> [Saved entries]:
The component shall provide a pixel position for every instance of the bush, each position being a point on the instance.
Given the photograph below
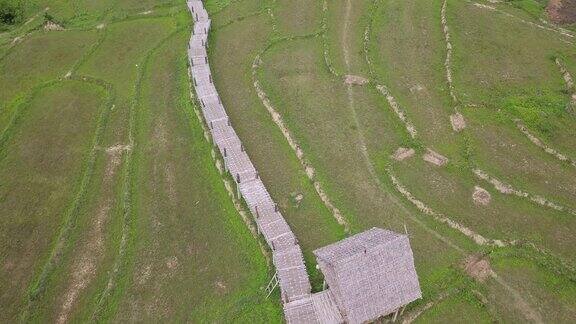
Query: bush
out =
(11, 12)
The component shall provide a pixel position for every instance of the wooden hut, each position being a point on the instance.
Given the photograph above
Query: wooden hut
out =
(370, 274)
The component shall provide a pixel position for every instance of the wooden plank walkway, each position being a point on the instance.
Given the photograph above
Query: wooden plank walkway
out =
(287, 255)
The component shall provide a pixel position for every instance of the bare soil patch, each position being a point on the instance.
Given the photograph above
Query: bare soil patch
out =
(403, 153)
(52, 26)
(458, 122)
(355, 79)
(435, 158)
(562, 11)
(481, 196)
(477, 267)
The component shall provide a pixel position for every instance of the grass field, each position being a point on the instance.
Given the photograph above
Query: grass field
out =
(112, 208)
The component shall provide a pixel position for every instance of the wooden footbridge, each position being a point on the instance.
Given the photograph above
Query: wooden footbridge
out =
(287, 255)
(362, 270)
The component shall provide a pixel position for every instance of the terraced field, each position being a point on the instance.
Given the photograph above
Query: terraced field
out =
(450, 120)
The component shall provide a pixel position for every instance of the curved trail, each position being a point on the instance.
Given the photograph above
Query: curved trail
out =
(287, 256)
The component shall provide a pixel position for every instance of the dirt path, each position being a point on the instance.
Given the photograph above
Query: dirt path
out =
(520, 303)
(530, 313)
(363, 148)
(448, 61)
(85, 265)
(538, 142)
(310, 170)
(558, 30)
(507, 189)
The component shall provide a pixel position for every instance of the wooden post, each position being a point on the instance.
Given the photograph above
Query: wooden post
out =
(395, 315)
(238, 186)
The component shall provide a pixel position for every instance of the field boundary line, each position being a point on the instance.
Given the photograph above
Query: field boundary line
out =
(306, 165)
(477, 238)
(37, 287)
(507, 189)
(538, 142)
(127, 191)
(560, 31)
(448, 61)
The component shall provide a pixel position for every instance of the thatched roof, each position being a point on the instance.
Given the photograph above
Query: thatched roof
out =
(370, 274)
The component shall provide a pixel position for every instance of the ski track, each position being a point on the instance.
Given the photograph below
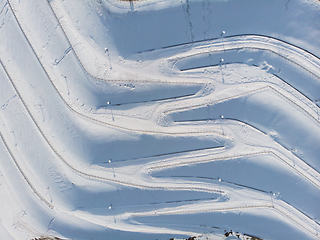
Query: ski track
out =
(142, 177)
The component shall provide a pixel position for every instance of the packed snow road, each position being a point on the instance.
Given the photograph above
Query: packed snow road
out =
(193, 133)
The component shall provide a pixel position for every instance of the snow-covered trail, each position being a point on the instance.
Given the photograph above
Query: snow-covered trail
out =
(147, 147)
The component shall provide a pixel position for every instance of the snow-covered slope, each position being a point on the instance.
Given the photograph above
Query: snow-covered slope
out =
(159, 119)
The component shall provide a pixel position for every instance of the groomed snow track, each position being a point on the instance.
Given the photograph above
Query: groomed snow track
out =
(160, 177)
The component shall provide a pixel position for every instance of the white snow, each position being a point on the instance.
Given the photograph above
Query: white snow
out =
(159, 119)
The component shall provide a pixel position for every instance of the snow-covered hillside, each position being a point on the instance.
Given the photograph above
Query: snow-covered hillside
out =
(160, 119)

> [Task]: Please state only the number of lines above that hold the string "curved".

> [Exercise response]: 2